▸ PROBLEMS TO WORK ON:
a: According to the MLton commit text, where are new ML objects allocated?
b: Summarize the MLton commit text in two sentences.
c: From the MLton commit text, reproduce the part that opens with the words "Created runtime/gc directory" and closes with "and for organization.", switching "revisions" for "changes".

▸ EXCERPTED TEXT:
○ ○ ○ ○
[MLton-commit] r4026

Mon, 22 Aug 2005 16:05:08 -0700

Created runtime/gc directory to break up monolithic gc.{h,c}
implementation.  Even if for performance reasons we need to cat
smaller implementation files into one monolithic file, separate files
still make sense for tracking revisions and for organization.

Added runtime/gc/mltongc.txt as an overview of the MLton garbage
collector.

----------------------------------------------------------------------

A   mlton/branches/on-20050822-x86_64-branch/runtime/gc/
A   mlton/branches/on-20050822-x86_64-branch/runtime/gc/mltongc.txt

----------------------------------------------------------------------

Added: mlton/branches/on-20050822-x86_64-branch/runtime/gc/mltongc.txt
===================================================================

--- mlton/branches/on-20050822-x86_64-branch/runtime/gc/mltongc.txt	2005-08-22 22:48:34 UTC (rev 4025)
+++ mlton/branches/on-20050822-x86_64-branch/runtime/gc/mltongc.txt	2005-08-22 23:05:06 UTC (rev 4026)
@@ -0,0 +1,319 @@
+
+Notes on the MLton garbage collection system.  Until the "Thoughts on
+64-bits" section, a word is considered to be 32-bits.
+
+Garbage Collector
+=================
+
+MLton implements a relatively simple garbage collection strategy, that
+nonetheless adapts itself readily to different scenarios of memory usage.
+
+All ML objects (including ML execution stacks) are allocated in a
+contiguous heap.  The heap has the following general layout:
+
+  ---------------------------------------------------
+ |    old generation    |   to space   |   nursery   |
+  ---------------------------------------------------
+ ^                       ^                ^          ^
+ start                   back             frontier   limit
+
+New ML objects are allocated in the nursery at the frontier.  Upon
+exhausting the nursery (i.e., when limit - frontier is insufficient
+for the next object allocation), a garbage collection is initiated.
○ ○ ○ ○
▸ SOURCE MATERIAL:
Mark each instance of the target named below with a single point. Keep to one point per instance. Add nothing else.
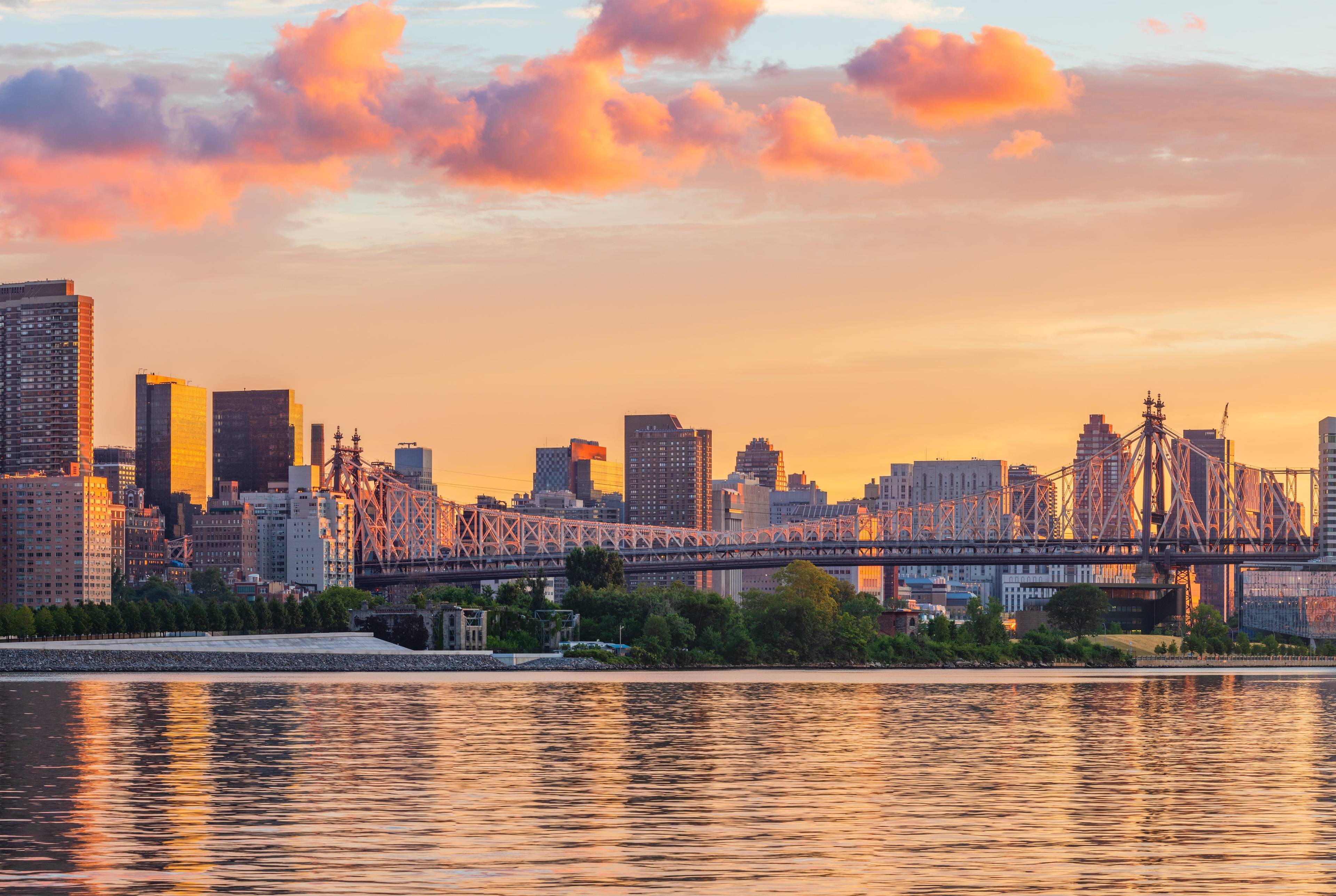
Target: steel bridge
(1129, 504)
○ ○ ○ ○
▸ SOLUTIONS TO THE TASKS:
a: New ML objects are allocated in the nursery at the frontier.

b: The commit created a runtime/gc directory to break up the monolithic gc.{h,c} implementation and added runtime/gc/mltongc.txt as an overview of the MLton garbage collector. The overview states that all ML objects are allocated in a contiguous heap consisting of an old generation, a to space, and a nursery, and that a garbage collection is initiated when the nursery is exhausted.

c:
Created runtime/gc directory to break up monolithic gc.{h,c}
implementation.  Even if for performance reasons we need to cat
smaller implementation files into one monolithic file, separate files
still make sense for tracking changes and for organization.